* _Work to do_: Do not include the pictures; repeat the rest of the data exactly.

Pointing dataset excerpts
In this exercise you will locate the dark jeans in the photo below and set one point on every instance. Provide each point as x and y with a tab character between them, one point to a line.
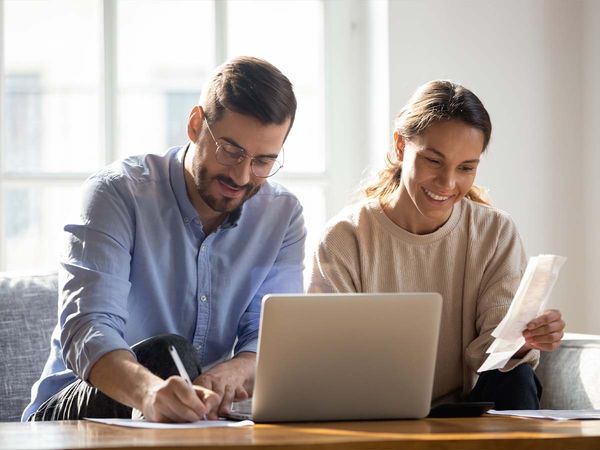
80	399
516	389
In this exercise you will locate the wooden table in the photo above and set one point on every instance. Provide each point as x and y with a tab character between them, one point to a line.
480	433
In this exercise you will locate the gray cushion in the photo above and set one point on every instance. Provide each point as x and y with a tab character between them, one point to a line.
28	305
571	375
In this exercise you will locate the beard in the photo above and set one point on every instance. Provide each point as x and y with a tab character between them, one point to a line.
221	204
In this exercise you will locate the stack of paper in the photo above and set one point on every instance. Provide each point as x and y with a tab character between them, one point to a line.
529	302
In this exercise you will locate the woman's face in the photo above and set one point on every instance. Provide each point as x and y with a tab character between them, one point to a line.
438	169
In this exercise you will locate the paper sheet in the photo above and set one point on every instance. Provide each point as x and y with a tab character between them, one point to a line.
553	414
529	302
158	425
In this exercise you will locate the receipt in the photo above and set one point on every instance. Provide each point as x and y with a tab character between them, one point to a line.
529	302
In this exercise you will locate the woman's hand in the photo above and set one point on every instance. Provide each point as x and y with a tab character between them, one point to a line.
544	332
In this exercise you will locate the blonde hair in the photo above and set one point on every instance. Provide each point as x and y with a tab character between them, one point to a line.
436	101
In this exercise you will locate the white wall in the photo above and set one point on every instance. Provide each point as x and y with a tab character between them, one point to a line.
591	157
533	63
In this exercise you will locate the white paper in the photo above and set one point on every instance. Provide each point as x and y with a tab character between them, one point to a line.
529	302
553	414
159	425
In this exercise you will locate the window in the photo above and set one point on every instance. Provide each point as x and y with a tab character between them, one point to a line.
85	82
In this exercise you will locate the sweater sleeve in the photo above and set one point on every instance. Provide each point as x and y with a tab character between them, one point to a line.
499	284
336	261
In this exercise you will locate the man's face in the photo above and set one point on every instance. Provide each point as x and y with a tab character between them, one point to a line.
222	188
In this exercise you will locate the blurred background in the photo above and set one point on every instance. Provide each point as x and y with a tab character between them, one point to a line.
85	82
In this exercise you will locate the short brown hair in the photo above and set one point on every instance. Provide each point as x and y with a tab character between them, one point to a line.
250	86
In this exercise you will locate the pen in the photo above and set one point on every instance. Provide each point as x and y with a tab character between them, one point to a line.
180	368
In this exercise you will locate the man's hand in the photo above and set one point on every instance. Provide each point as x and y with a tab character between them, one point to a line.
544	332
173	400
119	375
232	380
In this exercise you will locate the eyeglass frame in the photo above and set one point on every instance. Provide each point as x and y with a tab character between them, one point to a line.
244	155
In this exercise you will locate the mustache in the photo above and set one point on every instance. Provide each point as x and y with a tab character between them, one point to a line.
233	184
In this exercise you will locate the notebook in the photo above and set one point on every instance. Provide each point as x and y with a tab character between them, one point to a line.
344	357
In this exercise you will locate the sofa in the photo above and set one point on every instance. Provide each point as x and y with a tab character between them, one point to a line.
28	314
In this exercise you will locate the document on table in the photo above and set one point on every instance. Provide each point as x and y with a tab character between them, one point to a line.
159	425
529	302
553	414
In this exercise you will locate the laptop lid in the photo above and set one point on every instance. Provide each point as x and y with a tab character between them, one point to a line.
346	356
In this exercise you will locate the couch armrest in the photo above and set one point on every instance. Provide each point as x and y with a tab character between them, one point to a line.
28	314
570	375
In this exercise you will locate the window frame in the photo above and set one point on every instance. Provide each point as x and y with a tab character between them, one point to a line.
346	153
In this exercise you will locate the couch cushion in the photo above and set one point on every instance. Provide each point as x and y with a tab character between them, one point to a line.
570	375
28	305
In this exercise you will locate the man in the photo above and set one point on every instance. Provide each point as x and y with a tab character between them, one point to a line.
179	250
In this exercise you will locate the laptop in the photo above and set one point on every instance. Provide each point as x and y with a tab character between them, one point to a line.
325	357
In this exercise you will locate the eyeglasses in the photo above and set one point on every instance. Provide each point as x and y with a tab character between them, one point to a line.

* _Exercise response_:
In this exercise you will locate the dark jeans in the photo below and set one point on every instance. Provide each point as x and y with a tab character between them, one point to a line.
80	399
516	389
In this exercise you will locate the wooden table in the photo above and set one point on every instance. Provide each point as x and y with a tab character between them, one point to a line.
480	433
In this exercise you will locate the gray cushion in the photo above and set one point on every instance. Provide each point as x and y with a tab character between them, one point to a line.
28	305
571	375
In this exercise you will locate the beard in the photo above and set one point on every instance. Provide each point as x and y with a tab character between them, one point to a line.
221	204
In this exercise you will locate the stack of paper in the photo above and set one point on every instance. Provide each point as x and y with a tab character between them, one point to a line.
529	302
In this exercise you will locate the woman's face in the photo above and set one point on every instance. Provide each point as x and y with a tab character between them, one point to a line.
438	169
In this exercise you will locate the paper sheet in the photo above and set one point on every instance. Provide each point as x and y with a tab character between them, one point to a line.
553	414
529	302
158	425
In this exercise you will locate the receipt in the photo above and set one point on every instance. Provide each point as x and y with a tab character between them, one point to a line.
529	302
In this exercise you will locate the woman's hand in the photo above and set one point on every instance. Provide each point as x and y with a tab character between them, one point to a line.
544	332
In this exercise you will locate the blonde hair in the photo above and set one point on every instance. Provide each point as x and y with a tab character between them, one point to a line.
436	101
In this exercise you will locate the white wall in the photo above and set one point on every instance. Provide each point as x and y with a tab character between them, one point to a line.
591	157
533	63
In this exercise you will locate the white paper in the photo above and set one point on every instance. Provide each point as x and y with a tab character between them, one point to a line.
529	302
553	414
159	425
In this exercise you will locate the window in the photo above and set one point on every instance. Provide each point as x and y with a tab character between them, one point to a line.
85	82
In this exercise you will locate the sweater sleeve in the photo above and set one point on every instance. Provide each point as x and y with a tab character between them, one point to a line.
499	284
336	261
In this exercise you will locate the man's face in the photo above and set one point on every instance. Provide each point as x and y with a tab character between them, one point to a line.
222	188
In this exercise you will locate the blurred background in the photo above and set one point on every instance. Provide each point as x and y with a tab character between them, one point to a line.
85	82
In this exercise you will locate the short brown hair in the photo above and set one point on every instance. Provide each point as x and y with a tab character between them, one point to a line.
250	86
In this exercise you will locate the pen in the photo above and set one point on every instance. Provide each point as x and y with a tab character between them, one point to a line.
180	368
In this exercise you will locate the man's hand in the photo above and set one point on every instance. Provide each point as x and y with a tab character between them, one point to a line.
544	332
173	400
119	375
232	380
In this exercise you will locate the eyeglass frame in the photo above and set one point on every instance. Provide each point as x and y with a tab character between them, one point to a line.
244	155
In this exercise you will locate the mustache in the photo above and set one point on every instance. Provide each point as x and y with a tab character between them, one point to a line.
233	184
In this exercise you will locate the notebook in the photo above and set one point on every instance. Provide each point as x and y with a tab character between them, one point to a line.
344	357
In this exercise you will locate the sofa in the photo above and set one point on every instance. Provide each point as x and y with a tab character between them, one point to a line.
28	314
In this exercise you will locate the document on table in the photo above and set one point on every instance. Provide each point as x and y with a tab character between them, one point to a line.
159	425
529	302
553	414
In this exercise you will locate the laptop lid in the photo above and set one point on every instance. Provide each point as x and y with a tab character between them, one point to a line.
346	356
In this exercise you will locate the couch armrest in the photo above and set one point on every instance. Provide each point as x and y with a tab character between them, one point to a line.
28	314
570	375
In this exercise you will locate the window frame in the photo above and set one point on every instance. Provide each point as x and y with a tab character between them, one point to a line.
346	153
In this exercise you will locate the couch cushion in the photo above and set one point on every instance. Provide each point as x and y with a tab character between them, one point to a line.
570	375
28	305
In this exercise you will locate the man in the photo above and set one point on every instance. Provide each point as x and y with a tab character between them, one point to a line.
179	250
In this exercise you will locate the laptop in the photo above and set one point on every instance. Provide each point as x and y with a tab character between them, one point to a line.
325	357
In this exercise you will locate the eyeglasses in the photo above and set one point on every instance. Provide each point as x and y with a tab character between them, one point to a line.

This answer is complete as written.